#### PASSAGE TO READ
A BlueTooth server might handle multiple Bluetooth cameras and devices. Portland's Cerulic has expertise. Bluetooth "hot spots" use Red-M Servers and Axis 9010 "hot spots' could link PDAs to a Casio's laptop server running Pocit's BlueTalk (P2P) software. The Old Church could be an interesting beta-test site.

Other CDMA Smart Phones include Motorola's triband-GSM 7389i, Nokia models and Kyocera's CDMA 1X handset and InfoComm's TM-910, a 1-X handset with CDMA/Bluetooth. Nokia and Fuji have tested a Bluetooth-enabled phone linking to a Fuji digital camera although it lacks "webcam" funtionality. The New Smart Phones will probably provide webcam funtionality and connectivity.

With Sprint and Voicestream going to 144Kbps in 2001, cellular speed for mobile video appears to be close at hand. But it will be expensive at $70/mo plus connection speed. Therefore, a Wireless Lan link to DSL will generally provide a better alternative in a limited space environment.
########
DIRECTIONS =>
(a) Summarize the passage on Bluetooth and mobile connectivity in two sentences.
(b) Write a continuation of the passage on Bluetooth and mobile connectivity, picking up after its final sentence.
#### DATA SUPPLIED
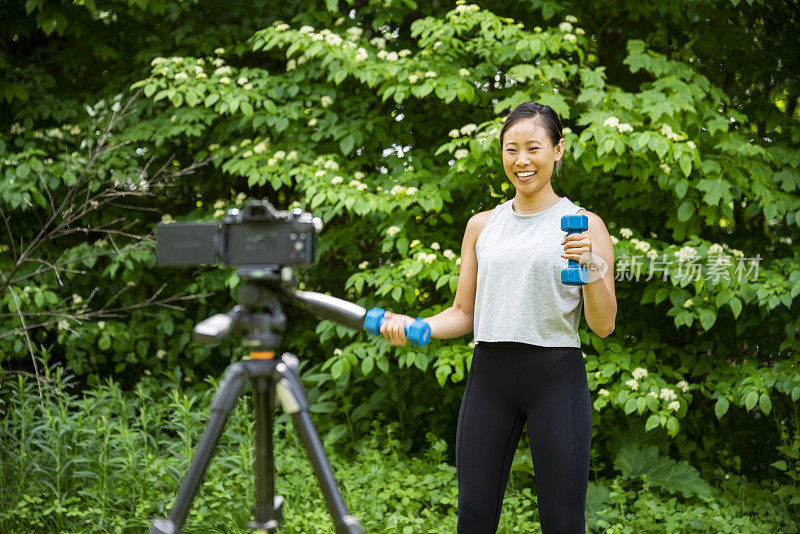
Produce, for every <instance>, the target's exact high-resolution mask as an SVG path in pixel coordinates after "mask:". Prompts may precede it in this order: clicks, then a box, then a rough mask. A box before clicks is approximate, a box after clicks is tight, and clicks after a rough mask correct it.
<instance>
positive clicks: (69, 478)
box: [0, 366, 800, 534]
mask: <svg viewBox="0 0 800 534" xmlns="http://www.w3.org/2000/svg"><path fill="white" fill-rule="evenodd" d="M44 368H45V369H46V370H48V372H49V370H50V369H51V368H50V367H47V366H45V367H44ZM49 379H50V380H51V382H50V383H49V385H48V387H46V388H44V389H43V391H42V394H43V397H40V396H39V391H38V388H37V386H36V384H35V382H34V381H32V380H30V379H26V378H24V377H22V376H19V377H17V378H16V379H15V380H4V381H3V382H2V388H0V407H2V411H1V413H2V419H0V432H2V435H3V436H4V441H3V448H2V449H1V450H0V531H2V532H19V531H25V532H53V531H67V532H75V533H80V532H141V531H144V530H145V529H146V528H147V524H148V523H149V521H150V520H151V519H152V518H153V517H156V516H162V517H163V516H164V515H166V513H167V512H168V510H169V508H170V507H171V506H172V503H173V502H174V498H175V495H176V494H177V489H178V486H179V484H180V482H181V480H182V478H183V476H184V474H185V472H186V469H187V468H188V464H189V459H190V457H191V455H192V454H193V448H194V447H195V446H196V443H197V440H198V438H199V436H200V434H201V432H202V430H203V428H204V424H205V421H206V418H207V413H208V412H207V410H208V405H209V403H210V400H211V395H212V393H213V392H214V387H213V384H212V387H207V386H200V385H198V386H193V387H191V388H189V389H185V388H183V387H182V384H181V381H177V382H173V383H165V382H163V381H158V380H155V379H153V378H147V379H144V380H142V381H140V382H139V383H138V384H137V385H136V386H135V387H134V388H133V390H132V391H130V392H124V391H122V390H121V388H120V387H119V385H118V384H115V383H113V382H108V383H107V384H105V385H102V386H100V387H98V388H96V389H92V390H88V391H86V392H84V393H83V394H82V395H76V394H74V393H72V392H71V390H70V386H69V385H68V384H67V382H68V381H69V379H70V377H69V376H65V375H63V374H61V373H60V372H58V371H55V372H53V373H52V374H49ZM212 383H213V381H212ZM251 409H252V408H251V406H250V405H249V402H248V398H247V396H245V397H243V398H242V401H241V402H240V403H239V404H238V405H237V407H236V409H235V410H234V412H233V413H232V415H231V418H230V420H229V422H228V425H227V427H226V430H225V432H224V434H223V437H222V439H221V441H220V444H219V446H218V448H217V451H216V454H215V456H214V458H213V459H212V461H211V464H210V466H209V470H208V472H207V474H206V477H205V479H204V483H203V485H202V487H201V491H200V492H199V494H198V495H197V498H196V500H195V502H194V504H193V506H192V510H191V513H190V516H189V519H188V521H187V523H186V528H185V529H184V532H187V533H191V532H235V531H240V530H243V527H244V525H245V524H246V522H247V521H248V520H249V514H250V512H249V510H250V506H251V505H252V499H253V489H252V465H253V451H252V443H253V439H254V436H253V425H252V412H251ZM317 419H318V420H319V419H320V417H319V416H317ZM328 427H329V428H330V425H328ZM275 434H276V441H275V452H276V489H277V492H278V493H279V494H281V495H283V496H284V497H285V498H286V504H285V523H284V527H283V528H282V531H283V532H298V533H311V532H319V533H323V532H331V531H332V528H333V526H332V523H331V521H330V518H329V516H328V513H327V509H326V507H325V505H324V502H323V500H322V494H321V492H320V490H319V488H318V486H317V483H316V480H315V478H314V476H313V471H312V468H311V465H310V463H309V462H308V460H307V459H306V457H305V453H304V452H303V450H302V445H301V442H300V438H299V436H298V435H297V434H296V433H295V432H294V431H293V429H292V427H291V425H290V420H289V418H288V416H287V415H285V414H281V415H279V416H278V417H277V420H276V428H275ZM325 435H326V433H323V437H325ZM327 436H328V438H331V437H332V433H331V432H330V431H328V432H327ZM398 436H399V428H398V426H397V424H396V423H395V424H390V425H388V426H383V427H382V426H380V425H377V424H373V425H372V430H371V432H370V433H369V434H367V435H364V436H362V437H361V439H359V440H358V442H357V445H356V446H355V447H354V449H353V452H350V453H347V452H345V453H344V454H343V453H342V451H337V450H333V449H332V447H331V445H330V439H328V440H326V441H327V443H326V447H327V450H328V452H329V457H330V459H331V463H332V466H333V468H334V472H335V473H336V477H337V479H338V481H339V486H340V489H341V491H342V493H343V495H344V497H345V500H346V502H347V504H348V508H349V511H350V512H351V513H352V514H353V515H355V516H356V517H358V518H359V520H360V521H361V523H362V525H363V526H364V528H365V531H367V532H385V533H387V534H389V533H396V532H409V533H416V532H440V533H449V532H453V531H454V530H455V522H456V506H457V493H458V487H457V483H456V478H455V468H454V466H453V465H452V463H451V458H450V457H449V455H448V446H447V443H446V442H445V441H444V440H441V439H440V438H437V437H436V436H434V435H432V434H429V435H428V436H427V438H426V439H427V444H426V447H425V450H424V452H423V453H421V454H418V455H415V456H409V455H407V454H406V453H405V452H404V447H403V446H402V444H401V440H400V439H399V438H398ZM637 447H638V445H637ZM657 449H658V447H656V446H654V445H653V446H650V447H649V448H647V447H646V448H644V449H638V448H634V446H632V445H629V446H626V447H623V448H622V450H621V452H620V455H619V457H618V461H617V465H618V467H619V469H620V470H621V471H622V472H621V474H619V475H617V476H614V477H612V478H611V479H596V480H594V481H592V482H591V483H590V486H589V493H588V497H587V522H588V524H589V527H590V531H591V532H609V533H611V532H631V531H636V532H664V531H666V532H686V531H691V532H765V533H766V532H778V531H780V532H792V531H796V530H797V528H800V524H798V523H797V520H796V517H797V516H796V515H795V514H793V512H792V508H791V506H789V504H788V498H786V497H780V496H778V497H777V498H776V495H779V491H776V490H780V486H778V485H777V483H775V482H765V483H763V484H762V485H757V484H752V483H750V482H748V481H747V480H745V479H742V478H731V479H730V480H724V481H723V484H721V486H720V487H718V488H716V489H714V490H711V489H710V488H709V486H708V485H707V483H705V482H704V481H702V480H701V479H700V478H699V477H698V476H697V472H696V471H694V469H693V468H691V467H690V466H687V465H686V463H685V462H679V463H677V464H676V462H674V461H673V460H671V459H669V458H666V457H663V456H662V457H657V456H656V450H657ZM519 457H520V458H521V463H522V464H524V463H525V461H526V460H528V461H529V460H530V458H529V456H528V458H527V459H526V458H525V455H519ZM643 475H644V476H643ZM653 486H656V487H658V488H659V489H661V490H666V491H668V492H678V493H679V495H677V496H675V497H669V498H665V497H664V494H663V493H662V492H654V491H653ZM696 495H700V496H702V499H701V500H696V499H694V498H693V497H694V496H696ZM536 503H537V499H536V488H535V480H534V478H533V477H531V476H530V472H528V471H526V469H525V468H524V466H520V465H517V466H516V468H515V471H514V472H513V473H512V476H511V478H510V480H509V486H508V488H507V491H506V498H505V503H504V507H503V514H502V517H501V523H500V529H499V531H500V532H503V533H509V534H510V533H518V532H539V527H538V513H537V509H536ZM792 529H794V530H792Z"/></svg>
########
EXPECTED OUTPUTS =>
(a) A Bluetooth server might handle multiple Bluetooth cameras and devices, and among the CDMA smart phones listed is InfoComm's TM-910, which combines CDMA and Bluetooth, while new smart phones will probably provide webcam functionality and connectivity. With Sprint and Voicestream going to 144Kbps in 2001, cellular mobile video appears close at hand, but at $70 a month plus connection speed it will be expensive, so a wireless LAN link to DSL will generally be the better alternative in a limited space.

(b)
This proposal provides live audio and video "webcasts" from the Old Church, 24 hours a day. Anyone with a browser can see (and hear) events in Portland. Webcams can add a press to talk button. These free services allow anyone to "chat" with voice.

A laptop or a self-contained webcam/server is linked to the cable modem/DSL. It requires no operators. The wireless lan provides a mobile, wireless feed that can be moved 300-500 feet from the wireless hub.

Webcast cameras could monitor the main concert/chapel space, reception area or a separate teleconferencing room/thrift store space. Users would include wedding parties, security monitoring, concerts, and community groups who wish to webcast. No public access videoconferencing system exists in Portland. All current videoconferencing systems require specialized skills and equipment. No special software is required to view this webcast.

The live webcam can be seen on the Old Church Website. A "press to talk" button on the website can even provide listener/viewer "talkback".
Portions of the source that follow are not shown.